Exercise directions
All lines from the one with "Note: one point per instance of the shirt" to the end need to be copied exactly, with nothing before them.

Object location annotation data
__________________________________________________
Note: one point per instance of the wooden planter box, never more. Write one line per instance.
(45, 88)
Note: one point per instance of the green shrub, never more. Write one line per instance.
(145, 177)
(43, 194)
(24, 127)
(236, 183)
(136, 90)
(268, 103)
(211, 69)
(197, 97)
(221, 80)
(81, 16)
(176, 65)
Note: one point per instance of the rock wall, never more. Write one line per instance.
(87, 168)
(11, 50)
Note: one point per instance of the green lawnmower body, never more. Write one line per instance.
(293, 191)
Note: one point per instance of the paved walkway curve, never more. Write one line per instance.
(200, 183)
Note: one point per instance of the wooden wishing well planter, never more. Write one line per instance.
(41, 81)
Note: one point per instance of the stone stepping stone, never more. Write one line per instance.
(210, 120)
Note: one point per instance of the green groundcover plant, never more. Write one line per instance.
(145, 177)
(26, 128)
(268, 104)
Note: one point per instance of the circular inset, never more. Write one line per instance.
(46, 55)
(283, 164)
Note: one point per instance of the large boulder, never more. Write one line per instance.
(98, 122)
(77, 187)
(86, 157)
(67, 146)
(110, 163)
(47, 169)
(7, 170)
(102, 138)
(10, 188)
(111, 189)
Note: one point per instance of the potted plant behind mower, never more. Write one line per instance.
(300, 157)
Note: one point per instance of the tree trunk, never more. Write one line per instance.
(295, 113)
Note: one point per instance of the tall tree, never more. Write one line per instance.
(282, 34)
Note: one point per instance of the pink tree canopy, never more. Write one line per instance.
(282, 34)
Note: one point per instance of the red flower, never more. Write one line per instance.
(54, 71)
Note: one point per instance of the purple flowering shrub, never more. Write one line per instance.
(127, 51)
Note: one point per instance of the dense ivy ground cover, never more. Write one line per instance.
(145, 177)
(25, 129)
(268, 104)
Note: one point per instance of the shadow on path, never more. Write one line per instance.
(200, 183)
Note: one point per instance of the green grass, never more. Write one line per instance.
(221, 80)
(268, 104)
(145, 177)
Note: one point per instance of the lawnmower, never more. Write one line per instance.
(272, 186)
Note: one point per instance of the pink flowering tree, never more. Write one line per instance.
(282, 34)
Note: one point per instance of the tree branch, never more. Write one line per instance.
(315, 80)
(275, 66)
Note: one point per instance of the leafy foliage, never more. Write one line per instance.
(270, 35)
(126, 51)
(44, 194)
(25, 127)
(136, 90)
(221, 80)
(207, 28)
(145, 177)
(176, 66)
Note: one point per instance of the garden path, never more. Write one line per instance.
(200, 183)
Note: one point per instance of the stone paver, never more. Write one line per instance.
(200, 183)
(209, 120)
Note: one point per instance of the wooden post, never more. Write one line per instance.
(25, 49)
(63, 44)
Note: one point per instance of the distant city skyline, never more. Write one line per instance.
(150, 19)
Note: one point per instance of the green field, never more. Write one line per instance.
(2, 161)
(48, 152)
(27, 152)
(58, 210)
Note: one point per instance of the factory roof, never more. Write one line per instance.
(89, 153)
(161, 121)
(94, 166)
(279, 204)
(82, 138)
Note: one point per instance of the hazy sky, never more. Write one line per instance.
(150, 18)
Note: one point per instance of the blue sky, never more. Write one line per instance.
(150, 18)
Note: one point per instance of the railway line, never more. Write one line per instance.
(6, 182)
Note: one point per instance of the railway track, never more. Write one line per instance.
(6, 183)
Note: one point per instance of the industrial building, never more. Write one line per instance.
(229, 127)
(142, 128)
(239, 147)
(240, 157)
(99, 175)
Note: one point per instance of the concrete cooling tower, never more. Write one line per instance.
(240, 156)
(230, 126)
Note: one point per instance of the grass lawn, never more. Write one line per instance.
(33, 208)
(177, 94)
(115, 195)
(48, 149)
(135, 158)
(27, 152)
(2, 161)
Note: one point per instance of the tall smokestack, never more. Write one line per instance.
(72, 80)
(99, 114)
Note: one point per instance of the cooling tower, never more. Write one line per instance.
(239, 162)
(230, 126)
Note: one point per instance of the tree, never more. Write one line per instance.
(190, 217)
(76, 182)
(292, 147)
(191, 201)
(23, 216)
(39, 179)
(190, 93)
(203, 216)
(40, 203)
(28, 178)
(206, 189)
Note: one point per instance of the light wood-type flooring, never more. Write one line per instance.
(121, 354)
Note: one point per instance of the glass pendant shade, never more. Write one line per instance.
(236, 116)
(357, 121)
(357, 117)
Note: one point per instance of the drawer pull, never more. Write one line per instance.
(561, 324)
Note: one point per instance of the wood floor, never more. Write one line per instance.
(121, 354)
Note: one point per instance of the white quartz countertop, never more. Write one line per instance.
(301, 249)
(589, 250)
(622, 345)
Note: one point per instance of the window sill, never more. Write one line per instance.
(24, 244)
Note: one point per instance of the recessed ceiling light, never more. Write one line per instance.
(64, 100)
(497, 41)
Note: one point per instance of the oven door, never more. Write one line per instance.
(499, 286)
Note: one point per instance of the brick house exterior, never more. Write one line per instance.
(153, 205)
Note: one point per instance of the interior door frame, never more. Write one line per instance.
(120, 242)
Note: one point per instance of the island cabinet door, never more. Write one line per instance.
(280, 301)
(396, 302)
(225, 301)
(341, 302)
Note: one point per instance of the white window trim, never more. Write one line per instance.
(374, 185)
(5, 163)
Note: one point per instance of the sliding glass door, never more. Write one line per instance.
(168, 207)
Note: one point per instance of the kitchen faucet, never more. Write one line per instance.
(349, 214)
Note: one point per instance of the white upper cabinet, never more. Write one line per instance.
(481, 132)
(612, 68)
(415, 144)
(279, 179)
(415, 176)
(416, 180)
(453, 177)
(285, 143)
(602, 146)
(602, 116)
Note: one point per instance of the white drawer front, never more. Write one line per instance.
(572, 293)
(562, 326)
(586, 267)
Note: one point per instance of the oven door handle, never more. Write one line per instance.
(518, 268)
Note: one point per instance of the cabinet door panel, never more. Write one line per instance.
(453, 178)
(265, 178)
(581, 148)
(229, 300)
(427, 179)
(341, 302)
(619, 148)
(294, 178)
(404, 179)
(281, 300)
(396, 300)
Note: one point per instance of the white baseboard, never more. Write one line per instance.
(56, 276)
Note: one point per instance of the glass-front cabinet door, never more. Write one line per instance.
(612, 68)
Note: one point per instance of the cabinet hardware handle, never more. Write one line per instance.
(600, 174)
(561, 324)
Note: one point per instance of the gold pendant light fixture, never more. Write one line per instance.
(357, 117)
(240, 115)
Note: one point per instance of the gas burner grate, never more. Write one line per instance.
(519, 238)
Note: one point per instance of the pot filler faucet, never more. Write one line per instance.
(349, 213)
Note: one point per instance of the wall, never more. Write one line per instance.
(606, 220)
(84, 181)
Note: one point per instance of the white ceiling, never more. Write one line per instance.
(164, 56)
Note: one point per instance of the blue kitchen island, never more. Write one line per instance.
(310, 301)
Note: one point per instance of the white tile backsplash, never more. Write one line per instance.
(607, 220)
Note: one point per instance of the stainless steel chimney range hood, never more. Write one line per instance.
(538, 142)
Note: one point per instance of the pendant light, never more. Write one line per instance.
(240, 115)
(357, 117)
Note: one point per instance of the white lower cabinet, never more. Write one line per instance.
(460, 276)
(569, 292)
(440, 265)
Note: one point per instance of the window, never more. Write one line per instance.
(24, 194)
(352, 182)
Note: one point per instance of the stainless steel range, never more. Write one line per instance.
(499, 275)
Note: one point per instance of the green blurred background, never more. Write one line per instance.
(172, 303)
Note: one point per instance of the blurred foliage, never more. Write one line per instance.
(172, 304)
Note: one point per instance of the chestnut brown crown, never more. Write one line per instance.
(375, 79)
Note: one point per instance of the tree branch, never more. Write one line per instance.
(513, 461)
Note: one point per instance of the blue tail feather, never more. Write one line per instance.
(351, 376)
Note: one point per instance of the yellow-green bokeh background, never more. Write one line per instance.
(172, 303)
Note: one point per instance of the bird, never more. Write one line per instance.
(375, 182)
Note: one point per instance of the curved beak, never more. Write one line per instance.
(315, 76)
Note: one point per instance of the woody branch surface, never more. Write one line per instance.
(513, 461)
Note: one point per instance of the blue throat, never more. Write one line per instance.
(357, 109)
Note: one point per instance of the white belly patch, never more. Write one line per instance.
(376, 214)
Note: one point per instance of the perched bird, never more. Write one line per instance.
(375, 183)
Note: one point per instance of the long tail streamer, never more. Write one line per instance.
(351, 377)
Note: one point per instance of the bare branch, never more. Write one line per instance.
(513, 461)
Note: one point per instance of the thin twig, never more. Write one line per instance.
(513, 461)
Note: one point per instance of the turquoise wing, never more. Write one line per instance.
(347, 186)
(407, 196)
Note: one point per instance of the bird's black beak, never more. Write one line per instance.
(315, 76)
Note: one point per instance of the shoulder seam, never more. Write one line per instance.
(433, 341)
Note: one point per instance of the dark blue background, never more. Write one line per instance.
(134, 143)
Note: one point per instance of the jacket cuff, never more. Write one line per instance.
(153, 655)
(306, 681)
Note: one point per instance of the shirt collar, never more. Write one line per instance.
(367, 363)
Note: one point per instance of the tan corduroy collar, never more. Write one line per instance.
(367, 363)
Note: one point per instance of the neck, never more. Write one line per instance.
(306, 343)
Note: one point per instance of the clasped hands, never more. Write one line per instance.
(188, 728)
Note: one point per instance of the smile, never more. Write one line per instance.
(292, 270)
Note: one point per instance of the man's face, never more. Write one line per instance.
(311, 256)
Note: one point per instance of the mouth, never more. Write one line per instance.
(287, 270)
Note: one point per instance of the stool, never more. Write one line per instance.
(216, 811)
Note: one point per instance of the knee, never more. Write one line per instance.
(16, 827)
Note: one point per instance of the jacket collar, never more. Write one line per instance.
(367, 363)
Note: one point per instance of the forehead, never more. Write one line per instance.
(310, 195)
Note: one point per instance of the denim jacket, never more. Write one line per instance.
__________________________________________________
Solution for this task
Note: one point per instance of the shirt collar, never more. Write one line per instance.
(367, 363)
Note: one point per instance of the tan corduroy collar, never more. Write one line per instance.
(367, 363)
Note: one point per instance of the neck, never more. Write one line per instance.
(306, 343)
Note: one point per instance of the clasped hands, never more. Write one line per instance.
(188, 728)
Note: one point per instance of the smile, never more. Write one line per instance.
(292, 270)
Note: one point per instance of the man's face, never more. Write one line per instance.
(311, 256)
Note: one point per instance of the mouth, never more. Write one line per instance.
(287, 270)
Note: one point per instance of the stool, never more. Write one line per instance.
(216, 811)
Note: one point per instance of the knee, never more. Write one line per instance.
(16, 827)
Note: one point per instance of the jacket collar, never more. Write one line per instance.
(367, 363)
Note: one point per instance of the forehead, never more. Write one line per instance.
(310, 195)
Note: one point per instance of the denim jacket, never more. Write one line per instance.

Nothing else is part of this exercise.